(Records excerpted from a collection)
>>>>>
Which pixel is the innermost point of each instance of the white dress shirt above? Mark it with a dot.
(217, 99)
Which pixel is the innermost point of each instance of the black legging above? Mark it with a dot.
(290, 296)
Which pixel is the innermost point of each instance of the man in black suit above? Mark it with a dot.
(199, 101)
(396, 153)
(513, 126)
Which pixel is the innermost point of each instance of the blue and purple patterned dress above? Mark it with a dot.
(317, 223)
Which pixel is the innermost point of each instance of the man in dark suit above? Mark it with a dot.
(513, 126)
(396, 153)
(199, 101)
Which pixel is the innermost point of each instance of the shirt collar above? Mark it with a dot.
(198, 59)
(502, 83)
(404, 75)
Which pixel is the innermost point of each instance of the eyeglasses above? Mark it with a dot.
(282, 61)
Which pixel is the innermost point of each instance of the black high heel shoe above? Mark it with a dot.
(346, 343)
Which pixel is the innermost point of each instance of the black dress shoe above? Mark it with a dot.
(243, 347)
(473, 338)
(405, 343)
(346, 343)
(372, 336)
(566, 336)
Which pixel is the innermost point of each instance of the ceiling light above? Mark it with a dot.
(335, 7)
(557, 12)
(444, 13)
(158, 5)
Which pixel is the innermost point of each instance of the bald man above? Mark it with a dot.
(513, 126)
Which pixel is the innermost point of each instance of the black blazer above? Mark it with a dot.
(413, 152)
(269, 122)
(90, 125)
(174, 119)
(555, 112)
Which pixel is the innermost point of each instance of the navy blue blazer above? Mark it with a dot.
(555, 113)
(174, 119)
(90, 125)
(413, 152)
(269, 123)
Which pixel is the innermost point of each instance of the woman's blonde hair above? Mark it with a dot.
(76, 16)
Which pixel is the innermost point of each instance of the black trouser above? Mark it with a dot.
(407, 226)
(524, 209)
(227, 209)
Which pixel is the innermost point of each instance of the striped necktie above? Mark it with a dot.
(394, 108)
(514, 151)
<<<<<
■ What the exercise asks ■
Reproduce the entries above in full by retyping them exactly.

■ Finished task ■
Which pixel is the innermost point of each instance of the white dress shirt above? Mark it with a dot.
(217, 99)
Which pixel is the innermost point of each instance of the black legging above? Mark it with a dot.
(290, 296)
Which pixel is the innermost point of each instance of the man in black suit above? Mark it with a dot.
(199, 101)
(396, 153)
(513, 126)
Which pixel is the innermost point of each instance of the blue and purple patterned dress above? Mark it with a dot.
(317, 223)
Which pixel is the innermost point of each instance of the man in dark suit above? Mark it with a dot.
(513, 126)
(396, 153)
(199, 101)
Which pixel is the innermost point of each instance of the shirt collar above? Mark it with a dot.
(198, 59)
(502, 83)
(404, 75)
Which pixel is the innermost point of each instance of the eyeglasses above? Mark it with a dot.
(282, 61)
Which pixel is the innermost point of each instance of the black high heel shoe above? Mark it with a dot.
(346, 343)
Which pixel is the innermost point of each instance of the black dress shoe above? Mark it with a dot.
(243, 347)
(473, 338)
(405, 343)
(346, 343)
(372, 336)
(566, 336)
Which pixel is the innermost point of each instance of the ceiling light above? Mark it with a dot.
(335, 7)
(557, 12)
(444, 13)
(158, 5)
Which pixel is the innermost point of each instance of the bald man above? Mark it with a dot.
(513, 126)
Which pixel is the innermost point of each instance of the black blazer above? Mark it with a dot.
(413, 152)
(269, 122)
(90, 125)
(174, 119)
(555, 112)
Which pixel is the innermost point of each instance of the navy blue blazer above? Mark it with a dot.
(555, 113)
(174, 119)
(90, 125)
(413, 152)
(269, 123)
Which pixel is the innermost point of each instance of the woman's blonde hair above? Mark it with a dot.
(76, 16)
Which pixel is the innermost point of each instance of the black trouser above? Mark it with a dot.
(407, 226)
(524, 209)
(227, 209)
Which pixel is the innermost point of each instance of the striped necktie above? Mark it with a dot.
(394, 108)
(514, 151)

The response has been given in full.